The federal government says it’s on track to fulfill a 2019 due date for replacing Social Security numbers on Medicare cards with randomly generated digits and letters to secure seniors against identity theft.
Planning for the enormous transition has been underway for years.
According to the Office of the Inspector General, Social Security Administration, President Obama signed the Medicare Access and CHIP Reauthorization Act of 2015 (MACRA). To protect seniors from identity theft, the law required the Department of Health and Human Services (HHS) to issue new Medicare cards that did not display, code, or embed SSN’s by April 2019.
Medicare authorities stated that recipients and their families may begin seeing modifications next April. That’s when the company will start mailing out new cards to more than 57 million senior and disabled beneficiaries.
They’ll be instructed to destroy their old cards after they get the new one.
The government states senior citizens are increasingly the victims of identity scams, with a 24 percent boost in such cases from 2012-2014.

DIRECTIONS:
a. Reproduce the part of the Medicare card article from "The federal government" to "underway for years.".
b. In the Medicare card article, how many beneficiaries will be mailed new cards?
c. Pick up the Medicare card article right after its last sentence and keep writing it.
The records that come after this article are separate material.

DATA SHOWN:
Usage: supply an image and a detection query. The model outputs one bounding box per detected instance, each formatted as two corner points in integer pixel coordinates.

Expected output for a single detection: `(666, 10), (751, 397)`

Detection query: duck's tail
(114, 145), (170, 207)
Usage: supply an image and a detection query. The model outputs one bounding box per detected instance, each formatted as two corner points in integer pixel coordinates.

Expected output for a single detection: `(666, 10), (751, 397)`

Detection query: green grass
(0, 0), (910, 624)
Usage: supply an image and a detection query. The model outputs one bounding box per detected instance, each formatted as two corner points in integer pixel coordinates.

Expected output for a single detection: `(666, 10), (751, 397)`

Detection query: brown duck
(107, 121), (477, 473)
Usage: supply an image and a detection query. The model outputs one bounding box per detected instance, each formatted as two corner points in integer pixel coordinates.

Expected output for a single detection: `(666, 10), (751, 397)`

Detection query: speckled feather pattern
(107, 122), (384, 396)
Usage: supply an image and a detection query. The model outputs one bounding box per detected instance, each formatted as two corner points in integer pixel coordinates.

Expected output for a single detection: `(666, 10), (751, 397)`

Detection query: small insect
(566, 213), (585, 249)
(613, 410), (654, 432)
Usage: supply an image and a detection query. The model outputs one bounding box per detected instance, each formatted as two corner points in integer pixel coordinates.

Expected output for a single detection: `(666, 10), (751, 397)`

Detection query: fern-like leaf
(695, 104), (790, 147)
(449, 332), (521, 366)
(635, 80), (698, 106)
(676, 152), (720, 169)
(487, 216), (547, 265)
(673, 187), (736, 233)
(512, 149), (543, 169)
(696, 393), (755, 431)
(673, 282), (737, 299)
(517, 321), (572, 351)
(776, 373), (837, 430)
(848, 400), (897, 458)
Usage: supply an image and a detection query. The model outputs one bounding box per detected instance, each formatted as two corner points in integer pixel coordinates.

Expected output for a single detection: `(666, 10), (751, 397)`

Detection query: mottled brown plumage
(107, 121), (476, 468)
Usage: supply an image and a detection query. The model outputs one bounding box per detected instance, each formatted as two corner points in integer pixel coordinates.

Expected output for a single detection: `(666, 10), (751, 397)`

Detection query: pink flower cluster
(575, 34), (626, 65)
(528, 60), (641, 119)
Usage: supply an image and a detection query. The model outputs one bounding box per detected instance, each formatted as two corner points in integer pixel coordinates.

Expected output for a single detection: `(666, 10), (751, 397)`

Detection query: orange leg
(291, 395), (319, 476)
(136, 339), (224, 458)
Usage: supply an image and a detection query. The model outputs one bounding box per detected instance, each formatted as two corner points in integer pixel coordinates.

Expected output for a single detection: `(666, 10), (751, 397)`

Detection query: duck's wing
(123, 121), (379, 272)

EXERCISE RESPONSES:
a.
The federal government says it’s on track to fulfill a 2019 due date for replacing Social Security numbers on Medicare cards with randomly generated digits and letters to secure seniors against identity theft.
Planning for the enormous transition has been underway for years.

b. More than 57 million senior and disabled beneficiaries.

c.
Healthcare providers and persons on Medicare will have access to a secure web “lookup” tool in case cards are lost. There will be a transition period from April 1, 2018 through December 31, 2019 during which providers can use either the legacy Social Security number or the MBI to exchange data with the Centers for Medicare and Medicaid Services (CMS).
“After the transition period, CMS will reject claims if the MBI is not used,” the agency cautions. “Once CMS starts mailing out new Medicare cards in April 2018, anyone who is newly enrolled in Medicare will only get an MBI. Therefore, all systems must be ready to begin accepting the MBI by April 2018.”
The lookup tool and other supporting tools are currently in development. CMS will give updates as they become available.
Congress has set an April 2019 due date for all recipients to have new cards.